▶ [Text for analysis]:
[Start of section]

|The Offending Refrigerator|
We had an extreme heat day on Tuesday which coincided, or perhaps precipitated, a failure in our fridge. We had noticed that the fridge wasn't keeping our stuff cold enough over the few preceding days and turned the cold to maximum, but that didn't seem to work, and the milk went off, and we noticed things really didn't seem very cold - and then not cold at all. When Sally was in town in Wednesday night the penny hadn't quite dropped, but I woke up with a startle at around 4AM and realised it was no colder inside the fridge than room temperature. I put lots of things that I hoped would stand it into the freezer (the fridge and freezer have independent refrigeration units, fortunately, and the freezer was fine). I also put several bags of ice cubes into the fridge to bring down the ambient temperature.
Sally returned from an early appointment mid-morning and I transferred everything in the fridge that didn't have to be thrown out (the left-over green chicken curry was a major casualty, along with the new milk and some fruit and veg) into Sally and Monica's fridge downstairs. Meanwhile she got onto the fridge suppliers, who sent a technician out immediately. Not sure if this is their normal response, or it is because this Sub-Zero Fridge/Freezer is their absolute top of the range device (Sally remarked that the fridge, installed in a relatively recent kitchen renovation, cost more than the house!).
He got here before Sally had to leave and diagnosed a loss of refrigerant and the need for a major service, so she authorised the charges and went off while he did the necessary. So now we have a working fridge again - when we returned home from our day's activities we figured the fridge was back to cold enough to let us relocate everything back upstairs. As you can see, it is full again. One of my yoghurts expanded too much upon freezing and burst out of its container, and tomorrow I will know whether the vacuum-packed NZ lamb survived being not so cold, then frozen - I am defrosting it now and will give it a very through sniffing and visual inspection before considering whether to cook it - and if I judge it fit to cook, will cook it less rare than normal just to be on the safe side.

[End of section]

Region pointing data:
[Start of section]

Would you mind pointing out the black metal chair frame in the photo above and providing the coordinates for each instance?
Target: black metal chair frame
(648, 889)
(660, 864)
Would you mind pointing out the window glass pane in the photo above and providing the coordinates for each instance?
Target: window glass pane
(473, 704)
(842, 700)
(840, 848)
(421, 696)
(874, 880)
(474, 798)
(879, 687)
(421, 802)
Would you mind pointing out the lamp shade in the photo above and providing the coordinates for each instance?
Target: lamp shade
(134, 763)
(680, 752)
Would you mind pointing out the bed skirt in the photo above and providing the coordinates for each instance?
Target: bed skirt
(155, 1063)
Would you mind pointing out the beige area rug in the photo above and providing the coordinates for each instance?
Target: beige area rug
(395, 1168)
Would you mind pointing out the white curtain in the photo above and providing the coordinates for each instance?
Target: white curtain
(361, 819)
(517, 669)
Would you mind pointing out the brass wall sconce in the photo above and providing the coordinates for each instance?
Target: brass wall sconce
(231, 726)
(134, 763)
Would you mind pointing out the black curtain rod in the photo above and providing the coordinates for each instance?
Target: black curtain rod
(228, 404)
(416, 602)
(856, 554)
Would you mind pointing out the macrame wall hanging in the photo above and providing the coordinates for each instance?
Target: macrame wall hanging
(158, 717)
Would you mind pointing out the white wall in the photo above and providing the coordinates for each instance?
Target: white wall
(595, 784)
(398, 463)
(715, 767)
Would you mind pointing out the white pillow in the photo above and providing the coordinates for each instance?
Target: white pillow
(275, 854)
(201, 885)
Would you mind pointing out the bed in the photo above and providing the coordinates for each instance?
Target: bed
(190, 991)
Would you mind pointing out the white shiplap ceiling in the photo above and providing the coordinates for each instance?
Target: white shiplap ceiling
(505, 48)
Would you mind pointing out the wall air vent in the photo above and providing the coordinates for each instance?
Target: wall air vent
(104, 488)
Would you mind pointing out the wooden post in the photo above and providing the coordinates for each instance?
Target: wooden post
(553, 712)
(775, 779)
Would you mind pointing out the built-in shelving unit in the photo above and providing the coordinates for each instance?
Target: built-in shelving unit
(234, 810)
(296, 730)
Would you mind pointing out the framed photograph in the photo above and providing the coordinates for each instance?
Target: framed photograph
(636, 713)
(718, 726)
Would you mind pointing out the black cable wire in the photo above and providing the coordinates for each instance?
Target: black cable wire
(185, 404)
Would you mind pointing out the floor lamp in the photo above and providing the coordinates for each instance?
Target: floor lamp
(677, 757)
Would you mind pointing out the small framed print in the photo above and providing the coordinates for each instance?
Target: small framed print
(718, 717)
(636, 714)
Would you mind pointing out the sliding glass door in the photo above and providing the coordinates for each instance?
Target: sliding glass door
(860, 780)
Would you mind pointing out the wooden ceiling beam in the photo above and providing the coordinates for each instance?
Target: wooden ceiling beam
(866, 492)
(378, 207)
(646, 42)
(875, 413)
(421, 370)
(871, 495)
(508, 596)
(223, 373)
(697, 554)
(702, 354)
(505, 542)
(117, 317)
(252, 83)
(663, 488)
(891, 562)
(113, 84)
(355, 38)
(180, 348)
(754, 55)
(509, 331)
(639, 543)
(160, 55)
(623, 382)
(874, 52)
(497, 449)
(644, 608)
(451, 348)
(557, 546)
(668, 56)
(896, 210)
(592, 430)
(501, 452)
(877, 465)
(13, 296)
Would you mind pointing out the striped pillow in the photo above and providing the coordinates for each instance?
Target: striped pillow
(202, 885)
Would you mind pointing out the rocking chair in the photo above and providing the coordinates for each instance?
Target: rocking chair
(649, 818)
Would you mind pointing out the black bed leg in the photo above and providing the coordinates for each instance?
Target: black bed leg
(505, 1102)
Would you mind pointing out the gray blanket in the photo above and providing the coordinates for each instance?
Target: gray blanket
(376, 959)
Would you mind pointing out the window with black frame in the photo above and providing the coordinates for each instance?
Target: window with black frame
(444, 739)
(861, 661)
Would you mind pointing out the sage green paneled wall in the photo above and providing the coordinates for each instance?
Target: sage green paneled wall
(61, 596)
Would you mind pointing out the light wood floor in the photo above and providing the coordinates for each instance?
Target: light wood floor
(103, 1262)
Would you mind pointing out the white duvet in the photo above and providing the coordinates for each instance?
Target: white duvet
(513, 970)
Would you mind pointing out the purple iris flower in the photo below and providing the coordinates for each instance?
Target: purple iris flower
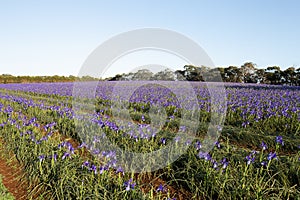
(198, 145)
(279, 140)
(264, 145)
(66, 154)
(42, 157)
(129, 184)
(272, 156)
(160, 188)
(204, 155)
(217, 144)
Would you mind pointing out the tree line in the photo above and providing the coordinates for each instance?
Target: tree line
(247, 73)
(7, 78)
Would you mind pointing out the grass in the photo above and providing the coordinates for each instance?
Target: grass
(57, 169)
(4, 193)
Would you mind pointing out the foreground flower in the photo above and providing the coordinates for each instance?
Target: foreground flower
(264, 145)
(272, 156)
(250, 158)
(204, 155)
(279, 140)
(42, 157)
(160, 188)
(129, 184)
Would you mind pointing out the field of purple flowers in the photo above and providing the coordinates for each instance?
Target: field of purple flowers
(256, 156)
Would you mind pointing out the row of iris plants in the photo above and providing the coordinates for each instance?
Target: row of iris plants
(256, 156)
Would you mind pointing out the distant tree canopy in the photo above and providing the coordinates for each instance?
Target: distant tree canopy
(247, 73)
(7, 78)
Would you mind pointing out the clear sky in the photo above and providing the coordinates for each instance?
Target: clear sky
(55, 37)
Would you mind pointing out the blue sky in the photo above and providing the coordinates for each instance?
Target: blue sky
(55, 37)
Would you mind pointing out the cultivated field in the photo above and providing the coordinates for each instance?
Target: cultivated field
(65, 144)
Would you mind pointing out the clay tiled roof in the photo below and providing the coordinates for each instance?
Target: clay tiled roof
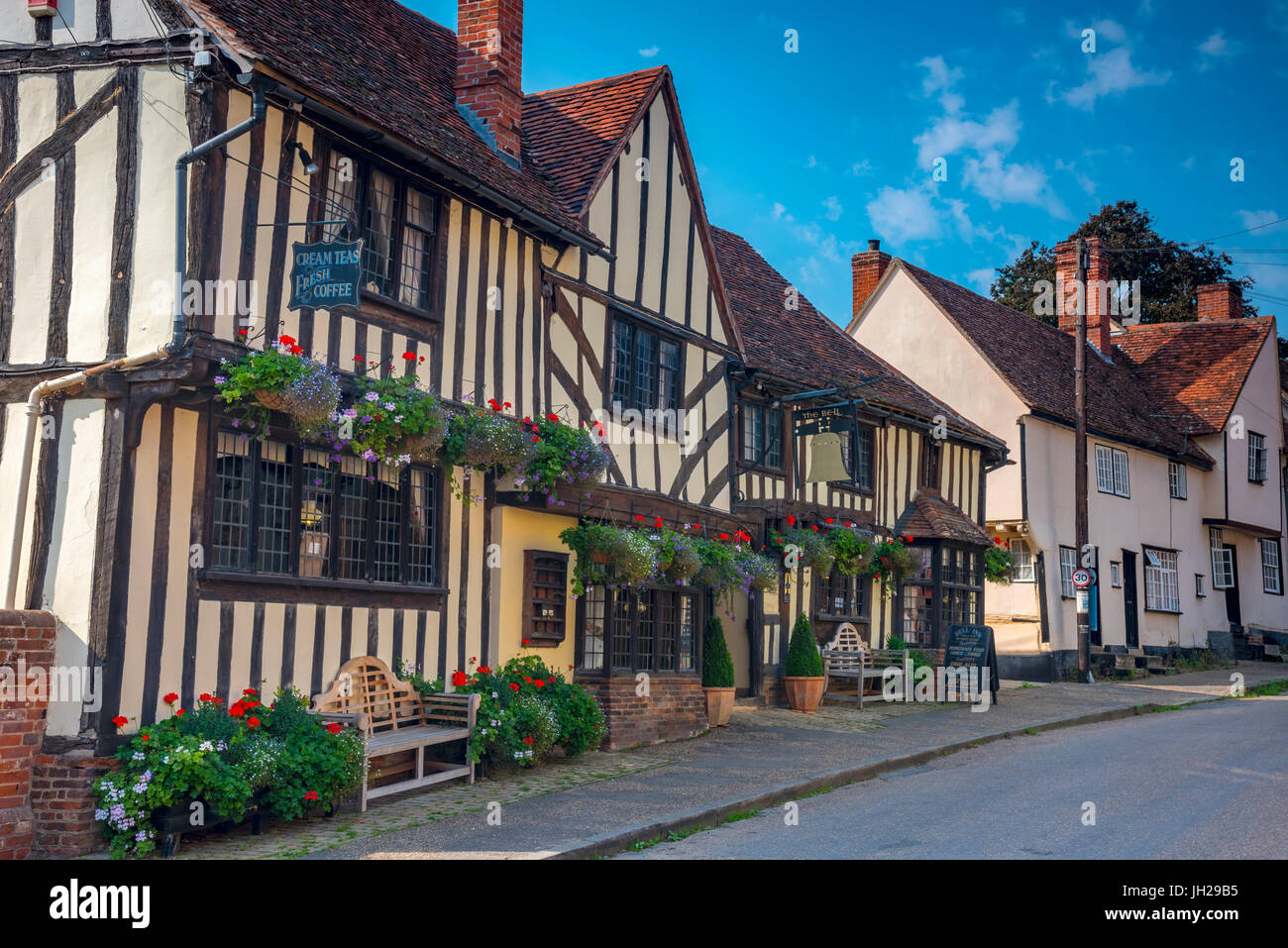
(572, 133)
(930, 517)
(387, 65)
(1037, 361)
(1197, 366)
(805, 347)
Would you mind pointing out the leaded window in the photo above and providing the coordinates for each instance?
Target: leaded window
(627, 630)
(395, 222)
(282, 509)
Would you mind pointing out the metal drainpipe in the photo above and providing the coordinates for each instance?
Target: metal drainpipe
(176, 340)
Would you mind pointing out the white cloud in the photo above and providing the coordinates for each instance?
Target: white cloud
(982, 279)
(1109, 72)
(1214, 48)
(903, 214)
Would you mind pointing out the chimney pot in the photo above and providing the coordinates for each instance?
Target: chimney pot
(867, 268)
(489, 67)
(1220, 301)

[End of section]

▶ [Requirement 1]:
Answer these questions from the account of the fridge failure:
(a) What did the writer put into the fridge to bring down its ambient temperature?
(b) Where was the food that didn't have to be thrown out moved?
(c) What did the technician diagnose?
▶ [Requirement 2]:
Repeat the stretch of the fridge failure account from "He got here" through "the safe side.".

▶ [Your solution 1]:
(a) Several bags of ice cubes
(b) Into Sally and Monica's fridge downstairs
(c) A loss of refrigerant and the need for a major service

▶ [Your solution 2]:
He got here before Sally had to leave and diagnosed a loss of refrigerant and the need for a major service, so she authorised the charges and went off while he did the necessary. So now we have a working fridge again - when we returned home from our day's activities we figured the fridge was back to cold enough to let us relocate everything back upstairs. As you can see, it is full again. One of my yoghurts expanded too much upon freezing and burst out of its container, and tomorrow I will know whether the vacuum-packed NZ lamb survived being not so cold, then frozen - I am defrosting it now and will give it a very through sniffing and visual inspection before considering whether to cook it - and if I judge it fit to cook, will cook it less rare than normal just to be on the safe side.